*** INFORMATION SUPPLIED

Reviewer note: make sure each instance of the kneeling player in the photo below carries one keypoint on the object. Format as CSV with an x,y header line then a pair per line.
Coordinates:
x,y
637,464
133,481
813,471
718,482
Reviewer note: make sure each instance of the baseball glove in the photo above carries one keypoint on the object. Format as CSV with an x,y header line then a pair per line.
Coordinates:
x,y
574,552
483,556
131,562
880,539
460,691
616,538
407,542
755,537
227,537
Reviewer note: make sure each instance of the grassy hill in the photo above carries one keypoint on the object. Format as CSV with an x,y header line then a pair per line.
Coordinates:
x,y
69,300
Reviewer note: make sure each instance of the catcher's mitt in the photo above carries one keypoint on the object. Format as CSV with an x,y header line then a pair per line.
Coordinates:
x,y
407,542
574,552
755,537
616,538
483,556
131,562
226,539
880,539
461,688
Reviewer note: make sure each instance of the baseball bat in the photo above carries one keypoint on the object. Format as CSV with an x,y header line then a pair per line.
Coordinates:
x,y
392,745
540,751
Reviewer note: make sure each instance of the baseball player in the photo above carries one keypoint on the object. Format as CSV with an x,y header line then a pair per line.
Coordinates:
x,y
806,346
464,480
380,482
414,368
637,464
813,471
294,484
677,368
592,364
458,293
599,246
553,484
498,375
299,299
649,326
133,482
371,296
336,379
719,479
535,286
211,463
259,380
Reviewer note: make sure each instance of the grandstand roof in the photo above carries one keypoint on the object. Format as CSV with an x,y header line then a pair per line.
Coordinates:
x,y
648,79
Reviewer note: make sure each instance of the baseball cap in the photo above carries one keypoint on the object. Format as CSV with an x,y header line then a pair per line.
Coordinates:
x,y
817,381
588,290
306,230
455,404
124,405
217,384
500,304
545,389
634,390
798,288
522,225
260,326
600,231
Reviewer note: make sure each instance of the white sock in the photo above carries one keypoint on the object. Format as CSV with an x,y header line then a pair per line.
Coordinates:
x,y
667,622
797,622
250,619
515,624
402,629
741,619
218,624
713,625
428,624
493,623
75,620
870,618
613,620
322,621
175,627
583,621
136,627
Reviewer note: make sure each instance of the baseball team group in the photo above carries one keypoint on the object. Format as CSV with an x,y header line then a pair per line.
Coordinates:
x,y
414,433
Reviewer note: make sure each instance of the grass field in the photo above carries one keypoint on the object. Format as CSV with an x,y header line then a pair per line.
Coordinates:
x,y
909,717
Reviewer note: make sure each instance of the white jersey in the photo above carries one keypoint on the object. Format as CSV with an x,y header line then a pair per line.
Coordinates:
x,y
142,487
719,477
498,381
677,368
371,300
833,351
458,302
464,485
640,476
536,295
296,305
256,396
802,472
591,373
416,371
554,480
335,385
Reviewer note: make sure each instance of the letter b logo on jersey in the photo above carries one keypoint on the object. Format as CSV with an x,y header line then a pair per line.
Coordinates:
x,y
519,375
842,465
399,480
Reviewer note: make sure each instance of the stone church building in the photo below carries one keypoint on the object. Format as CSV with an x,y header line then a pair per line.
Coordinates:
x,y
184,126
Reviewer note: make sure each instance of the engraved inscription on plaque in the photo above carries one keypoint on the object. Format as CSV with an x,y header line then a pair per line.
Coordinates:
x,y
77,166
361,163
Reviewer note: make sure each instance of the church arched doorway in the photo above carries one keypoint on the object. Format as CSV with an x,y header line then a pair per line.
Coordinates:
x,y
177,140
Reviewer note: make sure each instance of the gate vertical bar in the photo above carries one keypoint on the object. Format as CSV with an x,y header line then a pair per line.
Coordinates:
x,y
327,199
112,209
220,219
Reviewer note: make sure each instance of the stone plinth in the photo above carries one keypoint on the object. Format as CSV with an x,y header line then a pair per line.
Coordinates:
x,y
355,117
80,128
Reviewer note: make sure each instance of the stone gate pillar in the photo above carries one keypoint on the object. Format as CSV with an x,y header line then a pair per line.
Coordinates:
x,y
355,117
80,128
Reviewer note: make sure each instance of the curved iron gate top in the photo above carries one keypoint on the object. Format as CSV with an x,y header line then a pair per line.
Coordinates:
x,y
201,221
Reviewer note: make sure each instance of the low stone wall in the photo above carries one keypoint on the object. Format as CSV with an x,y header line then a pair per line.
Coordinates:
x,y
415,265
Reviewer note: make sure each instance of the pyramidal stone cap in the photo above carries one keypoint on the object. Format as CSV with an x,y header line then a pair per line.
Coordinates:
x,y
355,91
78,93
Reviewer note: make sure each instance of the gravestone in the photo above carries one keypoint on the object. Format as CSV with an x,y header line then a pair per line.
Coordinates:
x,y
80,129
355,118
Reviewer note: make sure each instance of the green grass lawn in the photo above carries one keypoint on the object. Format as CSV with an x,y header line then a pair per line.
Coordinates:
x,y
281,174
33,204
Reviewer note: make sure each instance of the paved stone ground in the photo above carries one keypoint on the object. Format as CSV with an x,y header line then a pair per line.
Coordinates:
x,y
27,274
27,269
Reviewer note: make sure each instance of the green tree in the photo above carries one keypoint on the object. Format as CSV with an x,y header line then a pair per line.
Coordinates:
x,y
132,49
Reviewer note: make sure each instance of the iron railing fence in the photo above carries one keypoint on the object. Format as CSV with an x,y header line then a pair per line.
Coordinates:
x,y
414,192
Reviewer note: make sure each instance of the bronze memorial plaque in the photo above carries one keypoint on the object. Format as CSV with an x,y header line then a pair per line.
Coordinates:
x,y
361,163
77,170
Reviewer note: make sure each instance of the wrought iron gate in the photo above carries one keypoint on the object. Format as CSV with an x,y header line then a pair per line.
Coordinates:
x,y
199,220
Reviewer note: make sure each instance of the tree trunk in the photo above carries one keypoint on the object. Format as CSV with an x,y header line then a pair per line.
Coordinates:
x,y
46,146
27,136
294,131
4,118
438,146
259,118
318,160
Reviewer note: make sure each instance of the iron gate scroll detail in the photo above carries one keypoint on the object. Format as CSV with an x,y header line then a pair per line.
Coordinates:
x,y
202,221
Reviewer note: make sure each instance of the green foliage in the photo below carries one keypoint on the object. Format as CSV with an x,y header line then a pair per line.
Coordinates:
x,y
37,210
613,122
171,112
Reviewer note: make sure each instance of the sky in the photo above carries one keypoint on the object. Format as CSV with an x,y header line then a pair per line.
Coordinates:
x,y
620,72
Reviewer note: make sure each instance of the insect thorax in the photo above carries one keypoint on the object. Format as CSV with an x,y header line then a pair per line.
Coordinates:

******

→ TASK TO CARRY OUT
What lines of the data contain the string "below"? List them.

→ EXPECTED ANSWER
Reviewer note: make sure each instance of the kneeling player in the photo below carries one keypoint on the object. Format as CSV with an x,y header line then a pair per line.
Reviewer note: make sure each instance of the stone church building in the photo below carries one keypoint on the object. Format as CSV with an x,y header line then a pair per line.
Reviewer note: make sure each instance of the green foliage in the photo below carries one keypoint on the object. Format as CSV with an x,y header line then a pair per line.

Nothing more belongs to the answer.